[Extracted data entries]
%%

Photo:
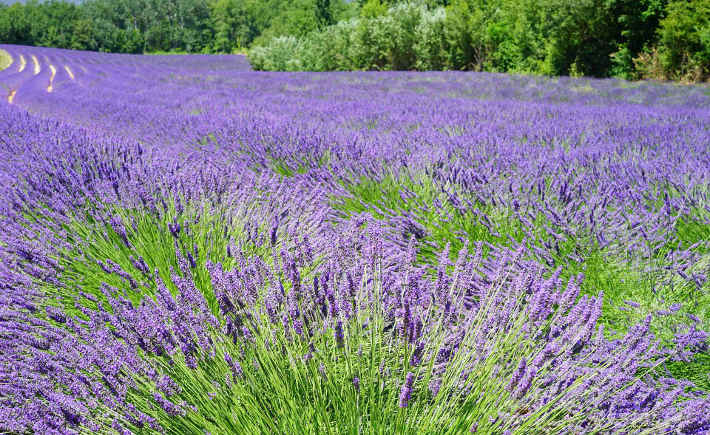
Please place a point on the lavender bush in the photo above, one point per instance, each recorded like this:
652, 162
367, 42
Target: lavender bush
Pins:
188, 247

%%
%%

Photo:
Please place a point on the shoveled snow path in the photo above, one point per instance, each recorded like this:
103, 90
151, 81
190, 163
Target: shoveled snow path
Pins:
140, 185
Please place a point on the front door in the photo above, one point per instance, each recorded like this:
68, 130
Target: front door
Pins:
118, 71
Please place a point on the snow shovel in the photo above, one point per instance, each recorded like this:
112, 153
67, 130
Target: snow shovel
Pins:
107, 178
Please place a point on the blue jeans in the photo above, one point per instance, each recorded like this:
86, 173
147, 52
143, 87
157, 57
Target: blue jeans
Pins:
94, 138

%%

> [Work request]:
The word "path" may appear in several lines of the data; copy every line where it does.

> [Finished exercise]:
Please place a point on the shoveled snow path in the photo above, one point per instance, each recorded like this:
Target: shoveled snow path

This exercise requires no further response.